:: Data ::

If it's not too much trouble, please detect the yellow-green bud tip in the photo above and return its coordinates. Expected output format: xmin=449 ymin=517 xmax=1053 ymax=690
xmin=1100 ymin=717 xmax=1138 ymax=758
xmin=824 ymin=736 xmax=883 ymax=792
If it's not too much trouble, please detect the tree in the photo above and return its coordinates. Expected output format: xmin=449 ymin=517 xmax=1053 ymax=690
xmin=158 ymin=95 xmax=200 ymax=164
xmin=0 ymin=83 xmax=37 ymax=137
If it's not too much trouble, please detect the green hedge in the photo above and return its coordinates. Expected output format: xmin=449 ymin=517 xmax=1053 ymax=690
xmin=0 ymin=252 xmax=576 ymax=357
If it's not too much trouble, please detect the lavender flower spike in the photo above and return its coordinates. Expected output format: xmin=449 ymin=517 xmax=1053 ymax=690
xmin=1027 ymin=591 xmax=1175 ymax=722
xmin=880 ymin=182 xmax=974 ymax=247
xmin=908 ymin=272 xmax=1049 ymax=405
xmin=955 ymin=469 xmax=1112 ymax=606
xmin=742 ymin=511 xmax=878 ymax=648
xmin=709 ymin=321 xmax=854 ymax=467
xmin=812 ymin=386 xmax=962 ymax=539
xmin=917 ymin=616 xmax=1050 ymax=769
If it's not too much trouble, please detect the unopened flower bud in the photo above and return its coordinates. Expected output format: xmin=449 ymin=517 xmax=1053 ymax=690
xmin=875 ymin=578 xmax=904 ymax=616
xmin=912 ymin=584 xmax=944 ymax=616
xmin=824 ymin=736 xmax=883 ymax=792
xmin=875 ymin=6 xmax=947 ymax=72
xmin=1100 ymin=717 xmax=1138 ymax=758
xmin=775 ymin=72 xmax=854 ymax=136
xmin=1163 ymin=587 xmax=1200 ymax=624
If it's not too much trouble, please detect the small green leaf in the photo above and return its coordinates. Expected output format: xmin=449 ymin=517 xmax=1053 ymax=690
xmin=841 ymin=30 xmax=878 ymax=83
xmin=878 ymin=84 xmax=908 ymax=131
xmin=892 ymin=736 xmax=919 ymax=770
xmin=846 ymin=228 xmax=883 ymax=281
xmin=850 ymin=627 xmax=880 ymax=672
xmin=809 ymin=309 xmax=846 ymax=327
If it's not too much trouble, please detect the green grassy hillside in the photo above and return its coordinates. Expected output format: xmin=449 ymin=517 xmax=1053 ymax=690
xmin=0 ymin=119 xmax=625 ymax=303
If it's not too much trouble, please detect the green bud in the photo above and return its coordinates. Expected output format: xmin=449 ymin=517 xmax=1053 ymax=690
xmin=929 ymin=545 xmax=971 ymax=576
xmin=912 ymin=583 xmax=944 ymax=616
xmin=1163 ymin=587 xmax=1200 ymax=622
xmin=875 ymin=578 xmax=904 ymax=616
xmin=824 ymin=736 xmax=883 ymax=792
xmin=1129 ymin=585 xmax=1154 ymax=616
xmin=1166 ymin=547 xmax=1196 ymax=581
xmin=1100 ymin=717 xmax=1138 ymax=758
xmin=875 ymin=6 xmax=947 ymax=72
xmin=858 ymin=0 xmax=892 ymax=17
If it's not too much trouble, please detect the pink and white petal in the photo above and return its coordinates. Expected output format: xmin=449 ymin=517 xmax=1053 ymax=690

:: Work required ::
Update the items from the line that contains "If it's not too much trouble, please detect the green bud" through the end of the items by replacing "green bud" with "green flower bud". Return only those lines, with everything else unchanged.

:: Result ::
If it's not too much trouble, please detect the green flower bud in the photo above and return its coordinates. Expected output format: xmin=449 ymin=517 xmax=1053 ymax=690
xmin=929 ymin=545 xmax=971 ymax=576
xmin=912 ymin=583 xmax=944 ymax=616
xmin=1163 ymin=587 xmax=1200 ymax=622
xmin=875 ymin=578 xmax=904 ymax=616
xmin=824 ymin=736 xmax=883 ymax=792
xmin=1129 ymin=585 xmax=1154 ymax=616
xmin=1166 ymin=547 xmax=1196 ymax=581
xmin=1100 ymin=717 xmax=1138 ymax=758
xmin=875 ymin=6 xmax=947 ymax=72
xmin=858 ymin=0 xmax=892 ymax=17
If it's not too much trouble, please detect the pink and white petal in the photo above and return its coordinates. Expected output format: xmin=449 ymin=517 xmax=1053 ymax=690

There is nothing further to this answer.